[start Listed entries]

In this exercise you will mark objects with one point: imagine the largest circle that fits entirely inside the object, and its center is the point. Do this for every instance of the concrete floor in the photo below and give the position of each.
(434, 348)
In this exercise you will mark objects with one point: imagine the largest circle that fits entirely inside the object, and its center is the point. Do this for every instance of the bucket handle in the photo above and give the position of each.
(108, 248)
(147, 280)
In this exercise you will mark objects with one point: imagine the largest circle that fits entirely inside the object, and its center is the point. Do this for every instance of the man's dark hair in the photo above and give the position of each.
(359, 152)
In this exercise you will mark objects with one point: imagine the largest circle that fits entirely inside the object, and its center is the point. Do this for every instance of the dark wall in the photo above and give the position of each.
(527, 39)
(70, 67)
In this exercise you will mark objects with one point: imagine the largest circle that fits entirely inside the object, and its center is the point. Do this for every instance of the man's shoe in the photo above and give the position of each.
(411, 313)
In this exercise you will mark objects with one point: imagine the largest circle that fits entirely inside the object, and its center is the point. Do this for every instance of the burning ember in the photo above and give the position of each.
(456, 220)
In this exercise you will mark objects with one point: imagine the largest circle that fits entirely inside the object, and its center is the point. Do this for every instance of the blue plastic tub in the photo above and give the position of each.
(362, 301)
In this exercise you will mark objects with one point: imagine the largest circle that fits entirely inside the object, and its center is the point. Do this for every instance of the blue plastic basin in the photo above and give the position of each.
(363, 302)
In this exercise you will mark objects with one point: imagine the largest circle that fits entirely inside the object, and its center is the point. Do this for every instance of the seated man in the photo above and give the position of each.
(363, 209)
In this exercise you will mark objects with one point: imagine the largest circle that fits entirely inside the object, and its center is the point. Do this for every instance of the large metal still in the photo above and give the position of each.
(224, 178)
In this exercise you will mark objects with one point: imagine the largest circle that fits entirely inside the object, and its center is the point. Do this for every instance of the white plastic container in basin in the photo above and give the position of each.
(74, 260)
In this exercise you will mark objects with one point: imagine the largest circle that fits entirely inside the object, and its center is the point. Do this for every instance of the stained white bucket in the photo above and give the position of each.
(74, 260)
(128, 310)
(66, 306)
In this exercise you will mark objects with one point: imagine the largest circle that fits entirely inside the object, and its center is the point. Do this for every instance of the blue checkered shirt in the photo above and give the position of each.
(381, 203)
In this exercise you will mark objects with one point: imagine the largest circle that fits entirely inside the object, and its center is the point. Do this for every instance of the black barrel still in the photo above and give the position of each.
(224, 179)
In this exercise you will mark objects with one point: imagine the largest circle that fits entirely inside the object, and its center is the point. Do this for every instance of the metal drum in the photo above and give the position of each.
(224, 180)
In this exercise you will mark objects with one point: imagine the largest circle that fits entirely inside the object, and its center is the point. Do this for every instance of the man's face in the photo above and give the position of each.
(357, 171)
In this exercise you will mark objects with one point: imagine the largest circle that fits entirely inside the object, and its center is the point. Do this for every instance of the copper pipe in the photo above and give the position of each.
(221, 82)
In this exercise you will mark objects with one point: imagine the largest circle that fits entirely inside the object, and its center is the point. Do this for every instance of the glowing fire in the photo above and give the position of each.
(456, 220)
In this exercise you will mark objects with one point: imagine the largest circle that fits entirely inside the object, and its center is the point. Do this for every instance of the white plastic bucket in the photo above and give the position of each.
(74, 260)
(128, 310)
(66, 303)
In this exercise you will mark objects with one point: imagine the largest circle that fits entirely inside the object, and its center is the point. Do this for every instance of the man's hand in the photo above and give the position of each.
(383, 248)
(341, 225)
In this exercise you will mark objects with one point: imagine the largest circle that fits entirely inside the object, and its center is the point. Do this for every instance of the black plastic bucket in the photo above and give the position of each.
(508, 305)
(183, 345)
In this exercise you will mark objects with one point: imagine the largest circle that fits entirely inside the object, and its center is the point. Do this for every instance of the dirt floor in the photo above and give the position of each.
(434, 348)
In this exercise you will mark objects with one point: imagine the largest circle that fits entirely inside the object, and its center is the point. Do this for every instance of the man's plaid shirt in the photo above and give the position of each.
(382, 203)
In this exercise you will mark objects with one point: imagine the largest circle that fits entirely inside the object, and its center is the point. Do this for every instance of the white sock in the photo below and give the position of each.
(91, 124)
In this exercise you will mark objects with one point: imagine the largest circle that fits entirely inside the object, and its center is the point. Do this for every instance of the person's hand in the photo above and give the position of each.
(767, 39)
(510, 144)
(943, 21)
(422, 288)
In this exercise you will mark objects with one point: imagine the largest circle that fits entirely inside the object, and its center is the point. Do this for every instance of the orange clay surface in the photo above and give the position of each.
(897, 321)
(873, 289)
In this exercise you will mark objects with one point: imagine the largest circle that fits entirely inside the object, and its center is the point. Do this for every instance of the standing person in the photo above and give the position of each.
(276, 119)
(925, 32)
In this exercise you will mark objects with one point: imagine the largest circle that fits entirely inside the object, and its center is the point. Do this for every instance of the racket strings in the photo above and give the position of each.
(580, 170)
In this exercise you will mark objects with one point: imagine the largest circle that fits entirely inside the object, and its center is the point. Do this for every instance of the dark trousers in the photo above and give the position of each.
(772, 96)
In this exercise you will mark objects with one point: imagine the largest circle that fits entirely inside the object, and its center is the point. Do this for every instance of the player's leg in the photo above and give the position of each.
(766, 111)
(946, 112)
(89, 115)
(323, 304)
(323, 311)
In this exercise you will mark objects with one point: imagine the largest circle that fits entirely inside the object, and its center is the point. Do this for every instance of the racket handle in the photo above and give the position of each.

[end Listed entries]

:: Exercise task ::
Return the entries in full, keeping every line exactly as it is.

:: Solution to this exercise ::
In this exercise you will mark objects with one point: imagine the largest circle that fits entirely inside the object, and its center is the point. Do this for every instance of the concrete floor in the photo below and give the position of each.
(434, 348)
In this exercise you will mark objects with one point: imagine the largest circle that fits entirely inside the object, and its center is the point. Do this for every instance of the bucket handle in the photo above and give the position of each.
(108, 248)
(147, 280)
In this exercise you will mark objects with one point: imagine the largest circle that fits entirely inside the object, and its center is the point. Do this for every instance of the man's dark hair in the photo above and give the position of each.
(359, 152)
In this exercise you will mark objects with one point: imagine the largest circle that fits entirely inside the object, and its center is the point. Do this for every instance of the dark wall in the photo above and give the position of each.
(527, 39)
(70, 67)
In this exercise you will mark objects with one point: imagine the largest circle that fits entirely inside the object, and its center is the point. Do this for every instance of the man's shoe in the photo above and give the position of each.
(411, 313)
In this exercise you will mark objects with one point: imagine the largest circle that fits entirely inside the object, and its center is the point. Do this for every instance of the burning ember in the photo above and give the position of each.
(456, 220)
In this exercise you will mark objects with one point: imagine the largest circle that fits entirely inside the object, and its center is the point. Do this for every instance of the blue plastic tub in the photo above and give the position of each.
(362, 301)
In this exercise you will mark objects with one point: imagine the largest circle that fits entirely inside the object, and its center is the point. Do this for every instance of the blue plastic basin in the photo above and give the position of each.
(363, 302)
In this exercise you will mark objects with one point: imagine the largest circle that fits entirely inside the object, and its center is the point. Do this for every instance of the seated man in the photo above and give the position of each.
(363, 209)
In this exercise you will mark objects with one point: imagine the largest circle that fits entirely inside the object, and its center is the point. Do this for every instance of the large metal still in the photo above and give the position of each.
(224, 178)
In this exercise you will mark objects with one point: imagine the largest circle that fits entirely inside the object, and its center is the point. Do this for every instance of the white plastic container in basin in the photo above and give the position of each.
(74, 260)
In this exercise you will mark objects with one point: imagine the largest circle that fits entirely inside the object, and its center is the point. Do this for every instance of the stained white bucket in the photo above and give the position of each.
(74, 260)
(128, 310)
(66, 306)
In this exercise you will mark objects with one point: imagine the largest circle that fits entirely inside the object, and its center is the point. Do this for every instance of the blue checkered shirt in the photo above and give the position of each.
(381, 203)
In this exercise you will mark objects with one point: imagine the largest circle that fits entirely inside the object, and its center is the point. Do this for every instance of the black barrel still in the photo above and give the position of each.
(224, 179)
In this exercise you will mark objects with one point: imagine the largest circle that fits entirely inside the object, and its center is the point. Do this for every instance of the metal drum in the photo above and give the position of each.
(224, 180)
In this exercise you will mark objects with one point: imagine the largest circle that fits entirely inside the object, and its center is the point. Do this for every instance of the man's face in the photo above and give the position of each.
(357, 171)
In this exercise you will mark objects with one point: imagine the largest circle that fits entirely inside the object, and its center is the point. Do this for every instance of the copper pipe in the photo above and give the position of each.
(221, 82)
In this exercise you will mark objects with one point: imagine the largest circle that fits entirely inside the object, and its center is the point. Do this for every instance of the glowing fire in the photo above and give the position of each.
(456, 220)
In this exercise you will mark objects with one point: imagine the largest circle that fits entirely inside the object, and its center is the point. Do this for every instance of the white plastic bucket in the photo above and give the position of each.
(74, 260)
(128, 310)
(66, 303)
In this exercise you will mark objects with one point: imagine the largest circle that fits entirely inside the object, and its center is the point. Do this for every instance of the man's hand in the photo above and give the position of each.
(383, 248)
(341, 225)
In this exercise you will mark objects with one point: imagine the largest circle that fits entirely inside the object, and its center is the point. Do this for every instance of the black plastic bucket in the photo above and give the position of each.
(508, 305)
(183, 345)
In this exercise you will mark objects with one point: imagine the largest circle that fits entirely inside the object, and its center is the point. Do this for every instance of the dirt floor in the photo above and give the position of each.
(434, 348)
In this exercise you will mark objects with one point: imagine the largest circle that fits entirely inside the object, and its center is the point. Do this for every instance of the man's plaid shirt in the photo above and give the position of each.
(382, 203)
In this exercise you will mark objects with one point: imagine the largest circle that fits entirely inside the object, and its center is the point. Do this for every instance of the white sock in the photo below and give the position of each.
(91, 124)
In this exercise you will mark objects with one point: imagine the largest circle that fits entirely inside the object, and its center is the point. Do this for every instance of the person's hand in the photo above and give the position of each.
(767, 39)
(510, 144)
(943, 21)
(422, 288)
In this exercise you will mark objects with one point: imagine the largest circle that fits entirely inside the object, and its center is the point. Do this for every instance of the orange clay surface in the photo above and give the position of each.
(897, 321)
(873, 289)
In this exercise you will mark objects with one point: imagine the largest circle that fits entirely inside the object, and its center is the point. Do this for every instance of the standing person in the photo above and give the position of each.
(276, 119)
(925, 32)
In this exercise you will mark objects with one point: imagine the largest circle that fits entirely inside the object, and its center is the point. Do this for every instance of the racket strings in the photo above and give the position of each.
(580, 170)
In this exercise you will mark objects with one point: imagine the largest circle that fits entirely inside the object, and its center is the point. Do this for every instance of the dark trousers in the photo above and give the position of each.
(772, 96)
In this exercise you will mark objects with one point: imagine the largest circle that fits entirely inside the object, and its center is the point. Do this for every instance of the player's leg in the photo above and give the position of each.
(766, 111)
(946, 112)
(89, 115)
(323, 304)
(323, 311)
In this exercise you will mark objects with one point: imagine the largest circle that fits entirely inside the object, and its center is the point. Do this for every instance of the racket handle in the photo above and give the position of each.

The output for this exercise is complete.